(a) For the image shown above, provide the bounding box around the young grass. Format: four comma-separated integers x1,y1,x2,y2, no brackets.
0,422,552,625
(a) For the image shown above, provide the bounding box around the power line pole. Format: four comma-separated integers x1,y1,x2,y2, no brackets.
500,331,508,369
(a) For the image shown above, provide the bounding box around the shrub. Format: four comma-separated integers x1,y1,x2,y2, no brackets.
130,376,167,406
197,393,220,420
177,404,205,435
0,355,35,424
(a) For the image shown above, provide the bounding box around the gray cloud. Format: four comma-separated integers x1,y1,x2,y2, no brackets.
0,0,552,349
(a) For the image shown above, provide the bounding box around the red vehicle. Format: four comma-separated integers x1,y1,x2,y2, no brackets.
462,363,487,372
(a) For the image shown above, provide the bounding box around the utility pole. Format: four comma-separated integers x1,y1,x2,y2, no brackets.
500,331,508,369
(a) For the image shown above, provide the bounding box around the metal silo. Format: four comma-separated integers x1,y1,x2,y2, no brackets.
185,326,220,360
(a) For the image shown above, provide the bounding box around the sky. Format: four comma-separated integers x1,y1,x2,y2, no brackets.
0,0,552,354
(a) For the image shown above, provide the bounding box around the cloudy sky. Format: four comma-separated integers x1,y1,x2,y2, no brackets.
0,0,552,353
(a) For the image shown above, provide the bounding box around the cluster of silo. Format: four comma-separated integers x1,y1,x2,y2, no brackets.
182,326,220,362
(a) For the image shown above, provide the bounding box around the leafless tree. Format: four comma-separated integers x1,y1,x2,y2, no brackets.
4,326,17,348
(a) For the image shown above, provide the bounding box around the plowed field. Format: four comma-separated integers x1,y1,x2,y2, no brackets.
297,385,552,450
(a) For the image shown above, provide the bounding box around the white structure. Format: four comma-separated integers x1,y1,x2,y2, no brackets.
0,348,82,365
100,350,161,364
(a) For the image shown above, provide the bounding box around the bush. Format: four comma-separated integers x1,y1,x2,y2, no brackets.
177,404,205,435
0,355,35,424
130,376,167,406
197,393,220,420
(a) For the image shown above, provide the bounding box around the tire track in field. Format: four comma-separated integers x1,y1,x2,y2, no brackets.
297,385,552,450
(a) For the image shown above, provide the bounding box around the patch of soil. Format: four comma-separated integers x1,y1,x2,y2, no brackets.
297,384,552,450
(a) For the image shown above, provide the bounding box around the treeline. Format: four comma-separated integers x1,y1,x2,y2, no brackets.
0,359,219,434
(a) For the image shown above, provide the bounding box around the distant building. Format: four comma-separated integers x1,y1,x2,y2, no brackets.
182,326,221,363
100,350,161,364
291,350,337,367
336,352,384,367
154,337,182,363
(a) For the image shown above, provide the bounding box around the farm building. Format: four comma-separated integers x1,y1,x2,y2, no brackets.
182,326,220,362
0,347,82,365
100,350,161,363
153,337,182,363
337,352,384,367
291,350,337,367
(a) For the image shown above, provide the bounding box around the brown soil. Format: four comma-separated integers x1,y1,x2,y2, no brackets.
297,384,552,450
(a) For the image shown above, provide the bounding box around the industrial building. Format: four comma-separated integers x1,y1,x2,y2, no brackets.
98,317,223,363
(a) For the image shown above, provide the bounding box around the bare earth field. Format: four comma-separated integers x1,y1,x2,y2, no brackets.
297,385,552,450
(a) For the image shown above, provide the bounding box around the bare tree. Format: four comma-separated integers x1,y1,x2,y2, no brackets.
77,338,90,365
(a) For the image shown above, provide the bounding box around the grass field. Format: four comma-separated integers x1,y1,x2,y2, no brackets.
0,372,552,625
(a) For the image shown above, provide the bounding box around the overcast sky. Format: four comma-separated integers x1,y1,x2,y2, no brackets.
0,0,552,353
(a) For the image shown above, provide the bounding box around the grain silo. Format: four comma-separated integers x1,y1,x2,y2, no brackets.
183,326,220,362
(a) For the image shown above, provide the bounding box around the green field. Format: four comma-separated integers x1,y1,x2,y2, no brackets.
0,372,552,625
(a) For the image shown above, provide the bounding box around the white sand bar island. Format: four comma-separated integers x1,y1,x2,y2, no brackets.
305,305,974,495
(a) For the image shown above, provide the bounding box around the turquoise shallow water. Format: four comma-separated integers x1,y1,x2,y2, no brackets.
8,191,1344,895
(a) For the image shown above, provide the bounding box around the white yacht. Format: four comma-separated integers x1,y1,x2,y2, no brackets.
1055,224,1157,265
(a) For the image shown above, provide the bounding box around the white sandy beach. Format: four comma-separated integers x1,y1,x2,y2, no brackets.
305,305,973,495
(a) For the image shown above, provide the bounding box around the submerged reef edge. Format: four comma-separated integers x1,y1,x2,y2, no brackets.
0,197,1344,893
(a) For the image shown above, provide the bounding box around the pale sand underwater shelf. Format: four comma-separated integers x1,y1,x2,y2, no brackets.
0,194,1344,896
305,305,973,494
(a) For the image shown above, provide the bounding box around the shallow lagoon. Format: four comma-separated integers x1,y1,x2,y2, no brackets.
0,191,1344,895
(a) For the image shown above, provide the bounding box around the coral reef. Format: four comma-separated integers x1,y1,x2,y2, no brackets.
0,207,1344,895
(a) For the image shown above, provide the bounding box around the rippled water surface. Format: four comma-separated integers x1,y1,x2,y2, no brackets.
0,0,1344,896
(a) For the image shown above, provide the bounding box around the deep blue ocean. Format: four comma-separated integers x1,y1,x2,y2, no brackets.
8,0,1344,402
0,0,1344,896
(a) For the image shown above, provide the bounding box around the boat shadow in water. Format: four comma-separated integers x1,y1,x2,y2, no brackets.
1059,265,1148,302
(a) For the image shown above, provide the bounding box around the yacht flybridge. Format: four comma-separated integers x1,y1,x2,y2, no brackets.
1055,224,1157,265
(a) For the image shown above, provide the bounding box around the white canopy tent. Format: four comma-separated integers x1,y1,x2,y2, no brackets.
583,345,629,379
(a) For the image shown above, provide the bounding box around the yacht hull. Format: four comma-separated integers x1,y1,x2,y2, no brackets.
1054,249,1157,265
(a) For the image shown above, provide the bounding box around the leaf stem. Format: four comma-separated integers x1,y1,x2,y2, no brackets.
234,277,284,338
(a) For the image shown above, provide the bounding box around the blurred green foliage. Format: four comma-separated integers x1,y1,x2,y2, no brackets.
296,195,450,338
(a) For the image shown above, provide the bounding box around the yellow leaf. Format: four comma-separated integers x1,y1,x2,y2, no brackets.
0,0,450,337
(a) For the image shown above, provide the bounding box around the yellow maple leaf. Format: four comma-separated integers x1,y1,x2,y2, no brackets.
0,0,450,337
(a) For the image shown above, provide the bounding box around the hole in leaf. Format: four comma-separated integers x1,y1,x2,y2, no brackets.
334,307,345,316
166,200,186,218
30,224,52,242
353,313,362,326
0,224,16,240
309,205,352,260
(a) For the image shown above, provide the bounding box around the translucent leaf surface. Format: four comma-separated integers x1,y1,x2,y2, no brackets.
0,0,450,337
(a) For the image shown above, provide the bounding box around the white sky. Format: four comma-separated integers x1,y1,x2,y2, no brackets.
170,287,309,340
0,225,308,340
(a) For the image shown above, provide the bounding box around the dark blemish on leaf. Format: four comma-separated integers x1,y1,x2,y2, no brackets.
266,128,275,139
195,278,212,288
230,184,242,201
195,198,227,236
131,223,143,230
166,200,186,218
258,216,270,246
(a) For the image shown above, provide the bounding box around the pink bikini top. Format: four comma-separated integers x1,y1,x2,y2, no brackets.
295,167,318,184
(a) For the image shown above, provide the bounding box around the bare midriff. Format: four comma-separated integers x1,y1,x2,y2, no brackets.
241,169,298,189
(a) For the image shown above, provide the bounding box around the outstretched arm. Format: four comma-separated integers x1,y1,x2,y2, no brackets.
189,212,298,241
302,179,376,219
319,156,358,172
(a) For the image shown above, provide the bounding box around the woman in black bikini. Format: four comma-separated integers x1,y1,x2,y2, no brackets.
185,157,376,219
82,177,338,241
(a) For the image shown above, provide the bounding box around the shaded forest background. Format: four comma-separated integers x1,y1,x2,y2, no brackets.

━━━━━━

REQUEST: Rewrite the part of the listing that opens with the line containing "around the hole" and closes with the line containing "309,205,352,260", with "hole in leaf" changed to "tear in leaf" and all else left the same.

THE SOLUTION:
(a) For the image shown above, provide the bounding box around the tear in leaf. Format: four comma-separated integers x1,y1,x2,y2, no brackets.
334,307,345,316
166,200,186,218
30,224,52,242
353,313,362,326
0,224,16,240
309,205,352,260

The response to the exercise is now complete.